* [WORK TO DO]: Copy out the material from the line containing "Place a pin on every instance of the white baseboard" through its end, requests included, and raise every coordinate in the answers by 90, leaving the numbers in the requests and their format samples unchanged. Leave the pictures out.

* [THE DATA]:
+ + +

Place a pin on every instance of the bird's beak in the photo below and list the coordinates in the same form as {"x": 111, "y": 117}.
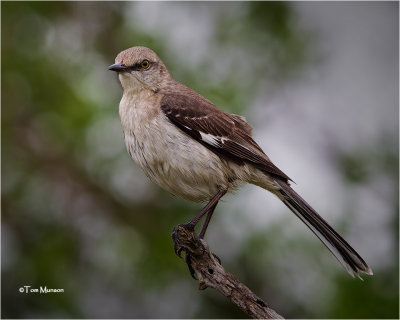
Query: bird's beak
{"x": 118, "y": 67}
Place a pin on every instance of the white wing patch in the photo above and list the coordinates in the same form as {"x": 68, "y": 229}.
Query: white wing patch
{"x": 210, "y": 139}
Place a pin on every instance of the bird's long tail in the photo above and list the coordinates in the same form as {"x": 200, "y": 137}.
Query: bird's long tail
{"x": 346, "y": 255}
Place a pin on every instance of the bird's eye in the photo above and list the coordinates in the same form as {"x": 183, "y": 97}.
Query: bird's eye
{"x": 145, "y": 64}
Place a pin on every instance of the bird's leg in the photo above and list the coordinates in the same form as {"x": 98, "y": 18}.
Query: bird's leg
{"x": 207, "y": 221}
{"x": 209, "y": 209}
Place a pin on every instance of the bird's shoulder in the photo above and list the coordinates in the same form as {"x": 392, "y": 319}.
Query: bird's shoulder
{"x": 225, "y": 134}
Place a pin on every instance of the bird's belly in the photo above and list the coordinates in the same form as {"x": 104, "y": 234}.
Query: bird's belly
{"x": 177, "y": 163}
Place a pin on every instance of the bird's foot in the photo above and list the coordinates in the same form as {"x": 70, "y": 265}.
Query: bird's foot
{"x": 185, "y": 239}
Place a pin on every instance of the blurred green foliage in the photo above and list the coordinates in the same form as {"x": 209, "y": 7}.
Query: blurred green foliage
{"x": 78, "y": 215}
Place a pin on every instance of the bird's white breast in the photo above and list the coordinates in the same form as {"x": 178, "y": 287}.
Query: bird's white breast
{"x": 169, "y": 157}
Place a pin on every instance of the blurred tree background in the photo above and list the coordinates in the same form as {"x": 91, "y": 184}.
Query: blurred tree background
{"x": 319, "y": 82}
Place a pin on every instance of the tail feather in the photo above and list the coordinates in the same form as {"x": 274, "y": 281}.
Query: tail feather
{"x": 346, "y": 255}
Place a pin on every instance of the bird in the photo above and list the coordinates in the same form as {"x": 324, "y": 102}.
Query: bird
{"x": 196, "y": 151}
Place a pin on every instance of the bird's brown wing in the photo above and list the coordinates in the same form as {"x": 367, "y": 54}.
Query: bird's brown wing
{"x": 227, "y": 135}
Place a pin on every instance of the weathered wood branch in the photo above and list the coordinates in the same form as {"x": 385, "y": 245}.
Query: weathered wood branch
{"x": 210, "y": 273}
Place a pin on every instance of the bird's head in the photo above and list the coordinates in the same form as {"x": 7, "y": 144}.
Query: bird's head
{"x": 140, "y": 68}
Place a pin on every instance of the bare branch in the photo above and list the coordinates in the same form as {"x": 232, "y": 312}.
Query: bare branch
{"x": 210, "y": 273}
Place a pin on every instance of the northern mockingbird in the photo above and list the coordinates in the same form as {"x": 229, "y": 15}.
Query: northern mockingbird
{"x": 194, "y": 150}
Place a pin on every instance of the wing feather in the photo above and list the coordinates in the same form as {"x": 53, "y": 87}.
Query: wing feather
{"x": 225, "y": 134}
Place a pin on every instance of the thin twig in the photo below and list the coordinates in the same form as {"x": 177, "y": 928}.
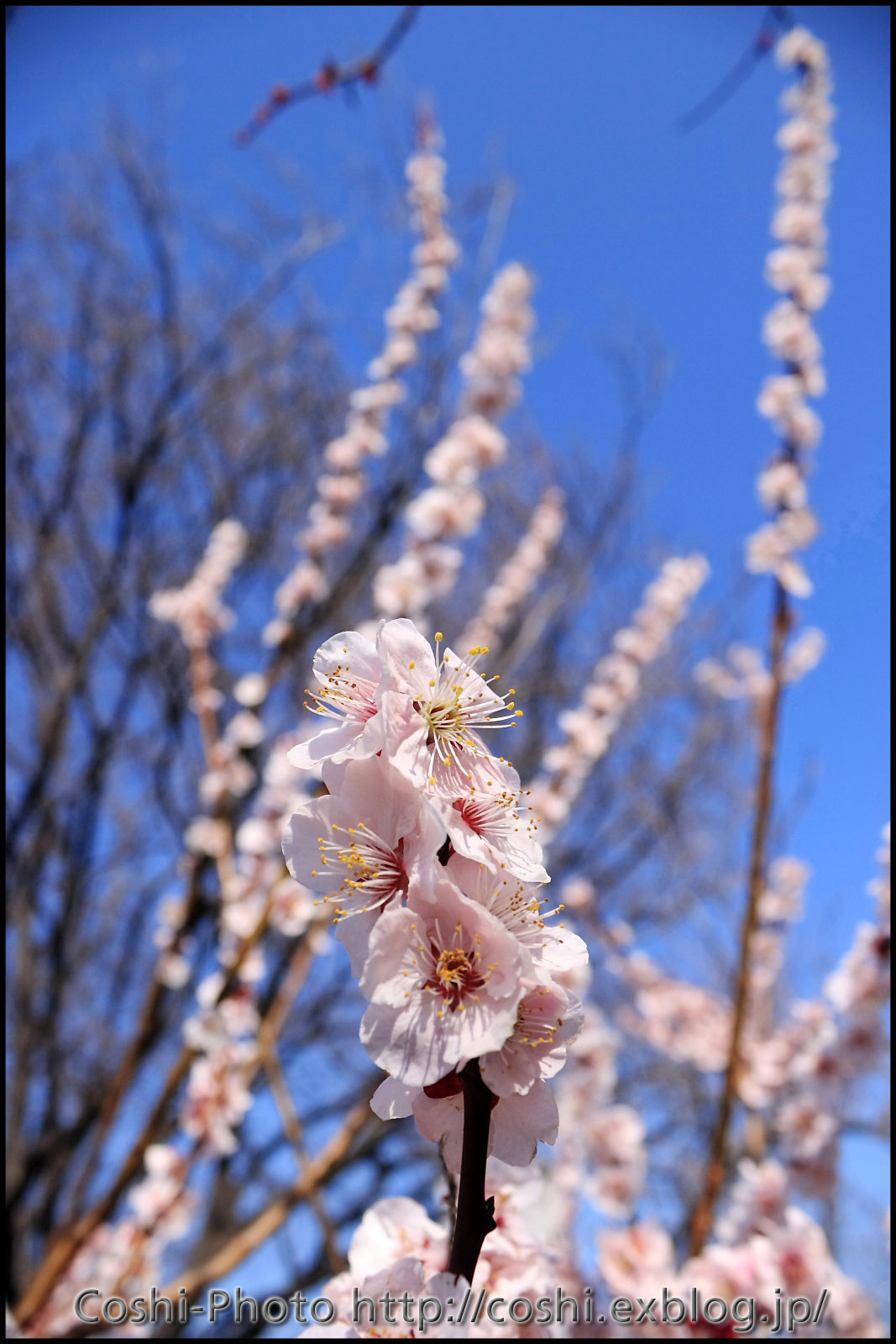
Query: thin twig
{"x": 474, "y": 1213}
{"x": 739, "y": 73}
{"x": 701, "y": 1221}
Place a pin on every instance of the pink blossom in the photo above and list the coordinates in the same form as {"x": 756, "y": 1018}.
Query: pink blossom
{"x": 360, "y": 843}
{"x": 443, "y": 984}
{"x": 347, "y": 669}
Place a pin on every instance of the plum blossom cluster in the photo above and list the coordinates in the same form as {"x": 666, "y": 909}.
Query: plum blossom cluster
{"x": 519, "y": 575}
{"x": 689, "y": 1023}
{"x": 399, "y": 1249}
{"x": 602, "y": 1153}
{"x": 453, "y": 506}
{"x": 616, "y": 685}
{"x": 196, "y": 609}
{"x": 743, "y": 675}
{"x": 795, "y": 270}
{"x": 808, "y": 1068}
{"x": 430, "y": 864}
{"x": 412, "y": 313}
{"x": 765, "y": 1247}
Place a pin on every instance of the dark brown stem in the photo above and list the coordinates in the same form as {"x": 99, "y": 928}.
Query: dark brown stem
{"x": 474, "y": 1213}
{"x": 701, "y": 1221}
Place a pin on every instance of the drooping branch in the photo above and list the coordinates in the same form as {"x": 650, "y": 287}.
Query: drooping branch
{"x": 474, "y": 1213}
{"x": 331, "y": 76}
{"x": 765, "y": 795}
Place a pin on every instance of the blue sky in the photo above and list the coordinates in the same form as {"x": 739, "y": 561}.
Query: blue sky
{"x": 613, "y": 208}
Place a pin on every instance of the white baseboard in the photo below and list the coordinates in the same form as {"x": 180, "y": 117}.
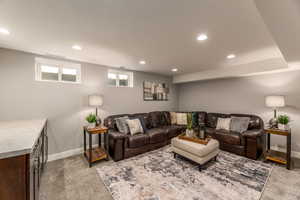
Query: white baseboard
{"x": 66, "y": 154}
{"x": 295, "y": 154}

+ + +

* [RESPONSE TO THE TASK]:
Place a pin on every instance of the white baseboard in the photo below and list the coordinates in the same form as {"x": 180, "y": 117}.
Query: white baseboard
{"x": 156, "y": 244}
{"x": 385, "y": 244}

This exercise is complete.